◆ TEXT TO READ:
──────────────────────────────

We analyze and experimentally realize coplanar imaging of transverse-electric (TE) modes surface waves using weakly anisotropic metasurface consisting of non-periodic subwavelength U-shaped metallic structures. Such metallic structures with the exciting coplanar dipole are integrated on the top surface of a thin dielectric board. A circuit model is utilized to analyze the characteristics of the surface waves supported by the metasurface. By varying the geometrical parameters of the U-shaped metallic structures, the phases of surface waves are modulated, from which a planar lens is presented for the TE-mode coplanar imaging. The analyses and measurements show that anisotropies of the U-shaped metallic structures have little influence on the imaging properties of the planar lens. The measurement results have good agreements to numerical simulations.

──────────────────────────────

◆ Excerpts from point annotation records:
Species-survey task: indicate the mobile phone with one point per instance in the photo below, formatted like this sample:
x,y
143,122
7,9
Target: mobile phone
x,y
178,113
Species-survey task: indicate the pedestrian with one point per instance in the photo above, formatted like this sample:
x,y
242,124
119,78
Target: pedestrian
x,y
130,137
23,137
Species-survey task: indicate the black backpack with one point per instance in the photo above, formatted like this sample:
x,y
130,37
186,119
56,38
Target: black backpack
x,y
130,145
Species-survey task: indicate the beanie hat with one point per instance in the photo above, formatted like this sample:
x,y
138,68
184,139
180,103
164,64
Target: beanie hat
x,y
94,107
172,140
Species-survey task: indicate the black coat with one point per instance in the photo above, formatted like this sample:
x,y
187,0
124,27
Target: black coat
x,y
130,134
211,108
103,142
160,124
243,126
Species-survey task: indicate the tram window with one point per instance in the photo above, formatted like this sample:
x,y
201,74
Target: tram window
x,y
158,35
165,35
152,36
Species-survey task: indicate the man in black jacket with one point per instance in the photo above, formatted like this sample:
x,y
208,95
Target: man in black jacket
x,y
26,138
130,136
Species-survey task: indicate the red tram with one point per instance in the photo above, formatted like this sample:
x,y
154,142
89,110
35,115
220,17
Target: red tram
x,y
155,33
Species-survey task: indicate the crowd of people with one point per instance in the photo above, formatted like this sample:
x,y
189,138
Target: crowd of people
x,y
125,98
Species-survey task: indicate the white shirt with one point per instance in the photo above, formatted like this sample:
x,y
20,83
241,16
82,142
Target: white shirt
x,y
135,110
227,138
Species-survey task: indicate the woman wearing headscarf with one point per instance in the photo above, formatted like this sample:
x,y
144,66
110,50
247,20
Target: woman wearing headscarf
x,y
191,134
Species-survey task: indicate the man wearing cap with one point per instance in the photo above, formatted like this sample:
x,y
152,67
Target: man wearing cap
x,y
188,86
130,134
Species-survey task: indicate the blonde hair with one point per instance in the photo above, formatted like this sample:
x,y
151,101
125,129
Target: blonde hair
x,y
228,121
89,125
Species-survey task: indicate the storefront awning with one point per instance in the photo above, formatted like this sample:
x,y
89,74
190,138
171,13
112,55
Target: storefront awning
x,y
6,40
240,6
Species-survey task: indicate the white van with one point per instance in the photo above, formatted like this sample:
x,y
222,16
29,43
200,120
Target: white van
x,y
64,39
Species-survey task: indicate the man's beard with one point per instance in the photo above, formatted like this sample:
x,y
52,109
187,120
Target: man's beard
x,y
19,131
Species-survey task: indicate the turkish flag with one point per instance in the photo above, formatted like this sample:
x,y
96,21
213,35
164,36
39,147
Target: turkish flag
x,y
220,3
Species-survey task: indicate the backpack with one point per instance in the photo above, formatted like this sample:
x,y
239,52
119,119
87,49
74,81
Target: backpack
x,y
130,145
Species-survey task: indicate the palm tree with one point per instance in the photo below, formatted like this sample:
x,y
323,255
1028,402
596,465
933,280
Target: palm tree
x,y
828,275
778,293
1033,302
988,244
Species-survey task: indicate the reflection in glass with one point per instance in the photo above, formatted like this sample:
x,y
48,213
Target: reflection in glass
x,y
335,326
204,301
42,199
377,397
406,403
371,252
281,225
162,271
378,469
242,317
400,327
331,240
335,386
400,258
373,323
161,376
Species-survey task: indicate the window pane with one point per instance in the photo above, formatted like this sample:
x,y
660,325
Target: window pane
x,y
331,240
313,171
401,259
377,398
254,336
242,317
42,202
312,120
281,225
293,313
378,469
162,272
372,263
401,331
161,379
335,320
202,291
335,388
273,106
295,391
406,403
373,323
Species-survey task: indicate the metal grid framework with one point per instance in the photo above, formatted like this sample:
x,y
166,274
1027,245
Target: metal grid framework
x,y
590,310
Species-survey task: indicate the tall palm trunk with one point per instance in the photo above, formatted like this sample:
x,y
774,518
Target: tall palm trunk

──────────────────────────────

In the text on coplanar imaging, write out everything from "We analyze and" down to "to numerical simulations.", swapping "U-shaped" for "V-shaped".

◆ REPLY TO THE EXERCISE:
We analyze and experimentally realize coplanar imaging of transverse-electric (TE) modes surface waves using weakly anisotropic metasurface consisting of non-periodic subwavelength V-shaped metallic structures. Such metallic structures with the exciting coplanar dipole are integrated on the top surface of a thin dielectric board. A circuit model is utilized to analyze the characteristics of the surface waves supported by the metasurface. By varying the geometrical parameters of the V-shaped metallic structures, the phases of surface waves are modulated, from which a planar lens is presented for the TE-mode coplanar imaging. The analyses and measurements show that anisotropies of the V-shaped metallic structures have little influence on the imaging properties of the planar lens. The measurement results have good agreements to numerical simulations.